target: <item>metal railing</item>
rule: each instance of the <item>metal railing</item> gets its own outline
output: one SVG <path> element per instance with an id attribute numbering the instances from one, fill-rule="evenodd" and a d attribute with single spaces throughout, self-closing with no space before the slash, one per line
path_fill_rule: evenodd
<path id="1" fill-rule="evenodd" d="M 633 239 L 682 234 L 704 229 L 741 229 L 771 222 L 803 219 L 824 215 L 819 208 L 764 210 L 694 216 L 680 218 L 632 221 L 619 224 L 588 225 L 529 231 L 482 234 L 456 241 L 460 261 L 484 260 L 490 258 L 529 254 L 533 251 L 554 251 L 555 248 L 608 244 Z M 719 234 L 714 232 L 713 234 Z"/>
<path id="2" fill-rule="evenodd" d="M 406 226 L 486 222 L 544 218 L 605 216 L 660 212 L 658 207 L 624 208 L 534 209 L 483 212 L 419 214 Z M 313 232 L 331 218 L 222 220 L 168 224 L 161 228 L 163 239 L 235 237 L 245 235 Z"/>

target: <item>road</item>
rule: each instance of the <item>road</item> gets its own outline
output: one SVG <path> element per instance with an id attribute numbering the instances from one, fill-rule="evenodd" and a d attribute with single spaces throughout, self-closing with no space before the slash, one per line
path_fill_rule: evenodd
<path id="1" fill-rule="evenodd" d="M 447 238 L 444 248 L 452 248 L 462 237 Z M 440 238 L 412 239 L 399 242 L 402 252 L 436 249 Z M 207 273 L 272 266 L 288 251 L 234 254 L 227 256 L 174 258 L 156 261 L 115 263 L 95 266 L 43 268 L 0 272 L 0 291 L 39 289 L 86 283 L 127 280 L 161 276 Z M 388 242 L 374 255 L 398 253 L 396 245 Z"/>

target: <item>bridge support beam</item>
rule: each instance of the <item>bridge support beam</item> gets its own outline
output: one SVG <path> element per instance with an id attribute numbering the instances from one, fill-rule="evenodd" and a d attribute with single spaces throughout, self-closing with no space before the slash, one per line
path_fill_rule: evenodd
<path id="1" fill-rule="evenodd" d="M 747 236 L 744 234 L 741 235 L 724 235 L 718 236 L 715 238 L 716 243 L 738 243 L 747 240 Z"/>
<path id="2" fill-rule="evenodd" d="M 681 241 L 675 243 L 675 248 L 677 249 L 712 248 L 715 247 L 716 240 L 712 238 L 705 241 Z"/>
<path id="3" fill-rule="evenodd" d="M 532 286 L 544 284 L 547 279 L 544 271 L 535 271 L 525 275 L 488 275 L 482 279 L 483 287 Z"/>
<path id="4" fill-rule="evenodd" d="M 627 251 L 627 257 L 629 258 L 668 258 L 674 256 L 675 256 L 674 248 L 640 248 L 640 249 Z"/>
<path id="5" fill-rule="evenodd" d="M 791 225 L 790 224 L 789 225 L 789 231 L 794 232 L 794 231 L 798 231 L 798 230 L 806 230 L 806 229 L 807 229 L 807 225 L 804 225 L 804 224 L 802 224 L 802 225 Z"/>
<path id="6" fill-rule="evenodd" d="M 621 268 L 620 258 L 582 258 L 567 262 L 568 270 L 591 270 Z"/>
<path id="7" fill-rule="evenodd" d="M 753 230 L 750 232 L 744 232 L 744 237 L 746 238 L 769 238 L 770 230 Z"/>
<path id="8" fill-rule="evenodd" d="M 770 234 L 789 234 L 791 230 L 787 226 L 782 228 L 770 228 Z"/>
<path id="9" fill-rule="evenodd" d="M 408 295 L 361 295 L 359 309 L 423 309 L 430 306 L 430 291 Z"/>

▬▬▬▬▬▬▬▬▬▬

▸ **WORK INSTRUCTIONS**:
Rewrite the listing above, changing every occurrence of "outline" to "mask" and keeping all other text identical.

▸ **SOLUTION TO THE EXERCISE**:
target: <item>metal railing</item>
rule: each instance of the <item>metal railing</item> gets its own mask
output: one SVG <path> element per instance with an id attribute numbering the instances from one, fill-rule="evenodd" and a d attribute with single spaces throughout, self-closing with no space before the slash, one per line
path_fill_rule: evenodd
<path id="1" fill-rule="evenodd" d="M 633 239 L 682 234 L 704 229 L 741 229 L 771 222 L 803 219 L 824 215 L 819 208 L 764 210 L 694 216 L 680 218 L 632 221 L 619 224 L 588 225 L 529 231 L 482 234 L 456 241 L 460 261 L 484 260 L 490 258 L 529 254 L 533 251 L 554 251 L 555 248 L 608 244 Z M 719 234 L 714 232 L 713 234 Z"/>
<path id="2" fill-rule="evenodd" d="M 406 226 L 486 222 L 544 218 L 605 216 L 660 212 L 658 207 L 624 208 L 534 209 L 483 212 L 419 214 Z M 313 232 L 331 218 L 222 220 L 168 224 L 161 228 L 163 239 L 235 237 L 245 235 Z"/>

target: <item>road</item>
rule: each instance of the <item>road</item> gets its own mask
output: one SVG <path> element per instance with an id attribute numbering the instances from one, fill-rule="evenodd" and a d attribute with single spaces throughout, self-closing with no space before the slash, one per line
path_fill_rule: evenodd
<path id="1" fill-rule="evenodd" d="M 447 238 L 444 248 L 452 248 L 462 237 Z M 440 238 L 412 239 L 399 242 L 402 252 L 436 249 Z M 207 273 L 272 266 L 288 251 L 234 254 L 227 256 L 174 258 L 156 261 L 115 263 L 95 266 L 43 268 L 0 272 L 0 291 L 39 289 L 86 283 L 127 280 L 161 276 Z M 388 242 L 374 255 L 398 253 L 396 245 Z"/>

target: <item>bridge support beam</item>
rule: each instance of the <item>bridge support beam</item> gets its own mask
output: one SVG <path> element per instance with an id attribute numbering the instances from one, fill-rule="evenodd" and a d attribute with single spaces throughout, self-closing with no space before the slash, one per line
path_fill_rule: evenodd
<path id="1" fill-rule="evenodd" d="M 747 236 L 744 234 L 741 235 L 724 235 L 718 236 L 715 238 L 716 243 L 738 243 L 747 240 Z"/>
<path id="2" fill-rule="evenodd" d="M 681 241 L 675 243 L 675 248 L 677 249 L 712 248 L 715 247 L 716 240 L 712 238 L 705 241 Z"/>
<path id="3" fill-rule="evenodd" d="M 532 286 L 544 284 L 547 279 L 544 271 L 535 271 L 525 275 L 488 275 L 482 279 L 483 287 Z"/>
<path id="4" fill-rule="evenodd" d="M 627 251 L 627 257 L 629 258 L 668 258 L 674 256 L 675 256 L 674 248 L 640 248 L 640 249 Z"/>
<path id="5" fill-rule="evenodd" d="M 791 225 L 790 224 L 789 225 L 789 231 L 794 232 L 794 231 L 798 231 L 798 230 L 806 230 L 806 229 L 807 229 L 807 225 L 804 225 L 804 224 L 802 224 L 802 225 Z"/>
<path id="6" fill-rule="evenodd" d="M 621 268 L 620 258 L 582 258 L 567 262 L 568 270 L 591 270 Z"/>
<path id="7" fill-rule="evenodd" d="M 753 230 L 750 232 L 744 232 L 744 237 L 746 238 L 769 238 L 770 230 Z"/>
<path id="8" fill-rule="evenodd" d="M 770 234 L 789 234 L 791 230 L 787 226 L 782 228 L 770 228 Z"/>
<path id="9" fill-rule="evenodd" d="M 408 295 L 361 295 L 359 309 L 423 309 L 430 306 L 430 291 Z"/>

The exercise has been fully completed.